ACTIVITY: Copy the data exactly; pictures stay out of the copy.

------------------------------------------------------------------------

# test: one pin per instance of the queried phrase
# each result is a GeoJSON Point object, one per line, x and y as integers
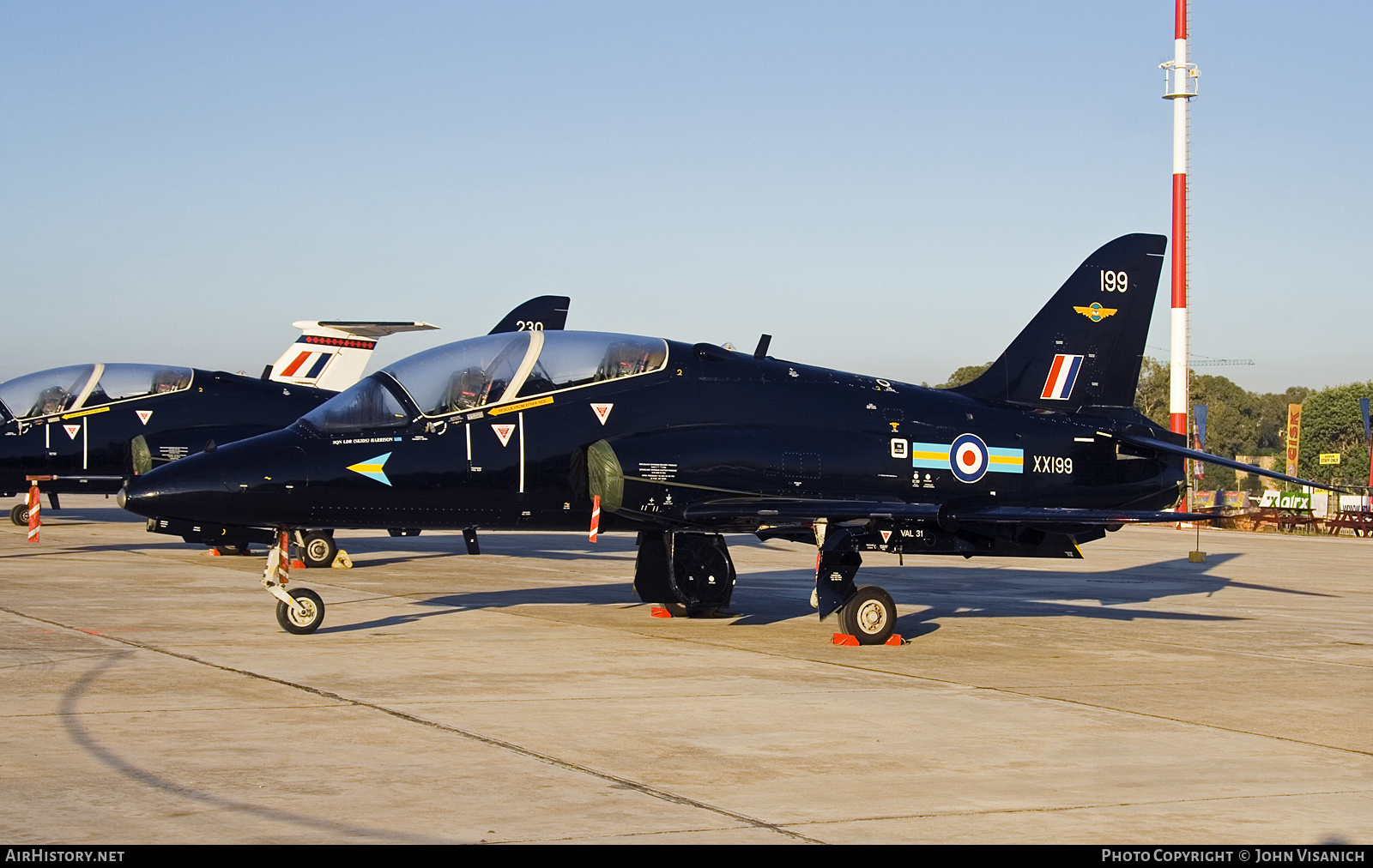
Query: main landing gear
{"type": "Point", "coordinates": [693, 570]}
{"type": "Point", "coordinates": [867, 612]}
{"type": "Point", "coordinates": [299, 610]}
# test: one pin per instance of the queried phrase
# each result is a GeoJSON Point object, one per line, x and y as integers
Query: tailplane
{"type": "Point", "coordinates": [1085, 347]}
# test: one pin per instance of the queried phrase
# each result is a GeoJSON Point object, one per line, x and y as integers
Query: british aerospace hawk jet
{"type": "Point", "coordinates": [89, 427]}
{"type": "Point", "coordinates": [684, 443]}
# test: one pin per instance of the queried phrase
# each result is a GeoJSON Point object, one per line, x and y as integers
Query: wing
{"type": "Point", "coordinates": [951, 515]}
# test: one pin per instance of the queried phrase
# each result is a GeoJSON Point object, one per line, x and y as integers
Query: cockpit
{"type": "Point", "coordinates": [61, 390]}
{"type": "Point", "coordinates": [487, 371]}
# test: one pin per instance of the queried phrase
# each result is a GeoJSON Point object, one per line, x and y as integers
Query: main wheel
{"type": "Point", "coordinates": [319, 550]}
{"type": "Point", "coordinates": [306, 621]}
{"type": "Point", "coordinates": [869, 614]}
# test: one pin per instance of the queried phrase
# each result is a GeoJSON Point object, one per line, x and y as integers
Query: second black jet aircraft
{"type": "Point", "coordinates": [683, 443]}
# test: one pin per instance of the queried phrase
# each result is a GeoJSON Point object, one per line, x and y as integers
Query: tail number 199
{"type": "Point", "coordinates": [1114, 282]}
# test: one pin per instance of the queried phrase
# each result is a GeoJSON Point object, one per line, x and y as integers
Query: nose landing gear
{"type": "Point", "coordinates": [299, 610]}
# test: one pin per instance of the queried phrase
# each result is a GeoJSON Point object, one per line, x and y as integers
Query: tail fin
{"type": "Point", "coordinates": [542, 313]}
{"type": "Point", "coordinates": [1086, 345]}
{"type": "Point", "coordinates": [331, 354]}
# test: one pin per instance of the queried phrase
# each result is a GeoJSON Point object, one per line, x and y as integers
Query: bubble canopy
{"type": "Point", "coordinates": [58, 390]}
{"type": "Point", "coordinates": [487, 371]}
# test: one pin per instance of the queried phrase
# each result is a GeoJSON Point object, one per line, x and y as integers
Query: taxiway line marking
{"type": "Point", "coordinates": [508, 746]}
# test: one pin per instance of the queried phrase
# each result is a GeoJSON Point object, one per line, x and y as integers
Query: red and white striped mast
{"type": "Point", "coordinates": [1180, 86]}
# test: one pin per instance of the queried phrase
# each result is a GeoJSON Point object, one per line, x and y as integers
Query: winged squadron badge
{"type": "Point", "coordinates": [1096, 312]}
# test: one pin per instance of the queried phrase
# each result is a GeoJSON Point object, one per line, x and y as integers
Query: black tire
{"type": "Point", "coordinates": [309, 621]}
{"type": "Point", "coordinates": [319, 548]}
{"type": "Point", "coordinates": [869, 614]}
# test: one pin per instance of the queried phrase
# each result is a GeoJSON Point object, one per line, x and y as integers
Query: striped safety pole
{"type": "Point", "coordinates": [34, 509]}
{"type": "Point", "coordinates": [1180, 86]}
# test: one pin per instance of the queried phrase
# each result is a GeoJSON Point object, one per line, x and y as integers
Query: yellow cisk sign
{"type": "Point", "coordinates": [1294, 436]}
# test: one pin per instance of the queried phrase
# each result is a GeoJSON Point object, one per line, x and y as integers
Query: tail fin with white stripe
{"type": "Point", "coordinates": [1085, 347]}
{"type": "Point", "coordinates": [333, 353]}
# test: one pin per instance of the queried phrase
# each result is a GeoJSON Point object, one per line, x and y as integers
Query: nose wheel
{"type": "Point", "coordinates": [308, 618]}
{"type": "Point", "coordinates": [869, 614]}
{"type": "Point", "coordinates": [299, 610]}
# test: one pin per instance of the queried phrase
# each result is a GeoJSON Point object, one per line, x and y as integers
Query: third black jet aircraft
{"type": "Point", "coordinates": [683, 443]}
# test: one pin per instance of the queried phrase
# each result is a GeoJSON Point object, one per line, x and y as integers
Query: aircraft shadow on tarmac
{"type": "Point", "coordinates": [762, 598]}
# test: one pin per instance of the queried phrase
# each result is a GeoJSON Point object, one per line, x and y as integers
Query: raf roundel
{"type": "Point", "coordinates": [968, 458]}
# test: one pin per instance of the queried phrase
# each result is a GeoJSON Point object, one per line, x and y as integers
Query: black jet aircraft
{"type": "Point", "coordinates": [683, 443]}
{"type": "Point", "coordinates": [91, 427]}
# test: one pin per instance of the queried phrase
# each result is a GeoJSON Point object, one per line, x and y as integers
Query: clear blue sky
{"type": "Point", "coordinates": [892, 189]}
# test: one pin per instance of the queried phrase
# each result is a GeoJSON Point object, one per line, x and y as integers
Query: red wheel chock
{"type": "Point", "coordinates": [844, 639]}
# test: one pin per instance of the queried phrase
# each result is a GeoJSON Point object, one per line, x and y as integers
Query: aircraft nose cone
{"type": "Point", "coordinates": [247, 482]}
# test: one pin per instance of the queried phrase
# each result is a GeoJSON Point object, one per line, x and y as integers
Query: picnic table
{"type": "Point", "coordinates": [1357, 521]}
{"type": "Point", "coordinates": [1285, 520]}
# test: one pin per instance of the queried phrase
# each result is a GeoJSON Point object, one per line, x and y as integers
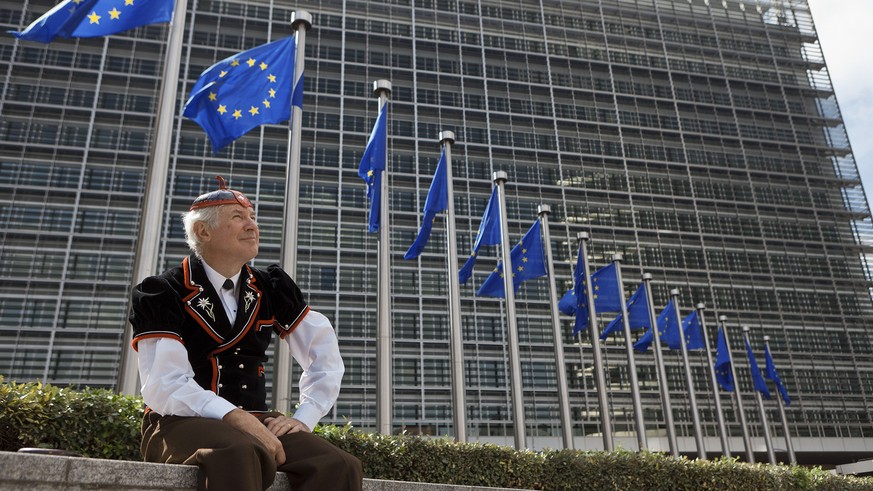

------------------------------------------------------------------------

EXERCISE ANSWER:
# test: one pin per instance of the queried phrase
# each result is a GeoJSON Point object, one per line, x and y as integers
Query: main landing gear
{"type": "Point", "coordinates": [693, 570]}
{"type": "Point", "coordinates": [867, 612]}
{"type": "Point", "coordinates": [299, 610]}
# test: one pin per instance of the queried phrase
# each result is a GeoJSON Point object, one per line, x and y as integers
Query: tailplane
{"type": "Point", "coordinates": [1085, 347]}
# test: one pin per instance of the queried phrase
# each result is a GeoJSON Point object, one per line, x and y as integers
Query: british aerospace hawk jet
{"type": "Point", "coordinates": [89, 427]}
{"type": "Point", "coordinates": [684, 443]}
# test: one pin per instance of the queried phrase
# each result is a GeoJSON Point object, one per line, x and y as integers
Query: wing
{"type": "Point", "coordinates": [951, 515]}
# test: one pin per instance of the queried phrase
# each result is a GeoJSON Point object, one per line, x and y as integers
Query: cockpit
{"type": "Point", "coordinates": [61, 390]}
{"type": "Point", "coordinates": [487, 371]}
# test: one pin per instance of the queried phrase
# each result is a GeoJSON Point object, one per line, x and y as integers
Query: main wheel
{"type": "Point", "coordinates": [319, 550]}
{"type": "Point", "coordinates": [306, 621]}
{"type": "Point", "coordinates": [869, 614]}
# test: one pin per instance of the queried phrase
# each result is a GeoJSON Point object, one per line, x and y as integers
Query: second black jet aircraft
{"type": "Point", "coordinates": [683, 443]}
# test: one pin per instance of the queried phrase
# each result is a GeoJSON Point object, one per line, x and y as integers
Query: tail number 199
{"type": "Point", "coordinates": [1114, 282]}
# test: one pin per instance of the queried phrase
# each result is a GeoJSON Point object, one per line, x and y as integers
Query: nose landing gear
{"type": "Point", "coordinates": [299, 610]}
# test: one pin per instance of the queried phrase
# each result is a GeoJSON Point object, one per line, x and y as integers
Query: tail fin
{"type": "Point", "coordinates": [542, 313]}
{"type": "Point", "coordinates": [1086, 345]}
{"type": "Point", "coordinates": [331, 354]}
# test: one pin per instance of the queried phrase
# each result is a GeoJSON Point object, one per line, x and y as integers
Query: bubble canopy
{"type": "Point", "coordinates": [58, 390]}
{"type": "Point", "coordinates": [487, 371]}
# test: one pin per instance of the queried phrase
# each result is a GeoJSON Point object, one per line, x and y as integers
Query: taxiway line marking
{"type": "Point", "coordinates": [508, 746]}
# test: one pin per instance of the queried phrase
# each result is a GeoJSON Point object, one per line, x and y as integers
Query: red and white striped mast
{"type": "Point", "coordinates": [1180, 86]}
# test: one pin per instance of the queried phrase
# each result is a GeoJSON Point object, one per line, x and y as integers
Query: winged squadron badge
{"type": "Point", "coordinates": [1096, 312]}
# test: one pin per instance of the queried phrase
# each result is a GeoJSON Point object, one per line, x and y as integers
Query: black tire
{"type": "Point", "coordinates": [309, 621]}
{"type": "Point", "coordinates": [319, 548]}
{"type": "Point", "coordinates": [869, 614]}
# test: one pin per instance of the queried phrase
# each result is a GeoJSON Point object, one per line, x and y as integers
Query: striped safety pole
{"type": "Point", "coordinates": [34, 509]}
{"type": "Point", "coordinates": [1180, 86]}
# test: one pin per instance of the queried phrase
# each result is a GeoJSON Point object, one per line, x and y as integers
Query: yellow cisk sign
{"type": "Point", "coordinates": [1294, 436]}
# test: one pin per instance of the queried phrase
# each result is a GeoJSON Point object, one per line, x and y as integers
Query: tail fin with white stripe
{"type": "Point", "coordinates": [1085, 347]}
{"type": "Point", "coordinates": [333, 353]}
# test: one pin per instance of the queried phrase
# each result is a GeoJSON Point object, one per line, x and y as integers
Query: nose wheel
{"type": "Point", "coordinates": [308, 618]}
{"type": "Point", "coordinates": [869, 614]}
{"type": "Point", "coordinates": [299, 610]}
# test: one pin per instance of the queried phrase
# each result is a GeoJSON Point object, one per line, x and y as integers
Query: third black jet aircraft
{"type": "Point", "coordinates": [683, 443]}
# test: one pin per instance of the queried phrase
# each result is a GeoJSON Point object, one per line, x and y as integers
Query: aircraft shadow on tarmac
{"type": "Point", "coordinates": [762, 598]}
# test: one pin per instance of the queried phrase
# each result is a GeoJSON Point object, one per line, x and y as integers
Query: raf roundel
{"type": "Point", "coordinates": [968, 458]}
# test: one pin per instance of the queried phrase
# each result is a GeoJSON Point object, one per line, x and y as integers
Query: black jet aircraft
{"type": "Point", "coordinates": [683, 443]}
{"type": "Point", "coordinates": [91, 427]}
# test: one pin per instance of the queried phrase
# each result is a GeoJSON Point object, one per line, x and y as integers
Query: clear blue sky
{"type": "Point", "coordinates": [892, 189]}
# test: one pin per instance of the queried phrase
# each result is a GeoJSON Point object, one per line, x and y as integers
Query: red wheel chock
{"type": "Point", "coordinates": [844, 639]}
# test: one pin per instance of the queried phrase
# each result is a GeoJSON Point object, one per line, x and y as integers
Query: aircraft nose cone
{"type": "Point", "coordinates": [247, 482]}
# test: one pin per instance of the queried phrase
# each result is a GeoJSON Point object, one per line, x and y as integers
Query: picnic table
{"type": "Point", "coordinates": [1357, 521]}
{"type": "Point", "coordinates": [1285, 520]}
# test: one pin per instance of the queried phrase
# each result is a GeoJSON Point object, one per line, x and y as integers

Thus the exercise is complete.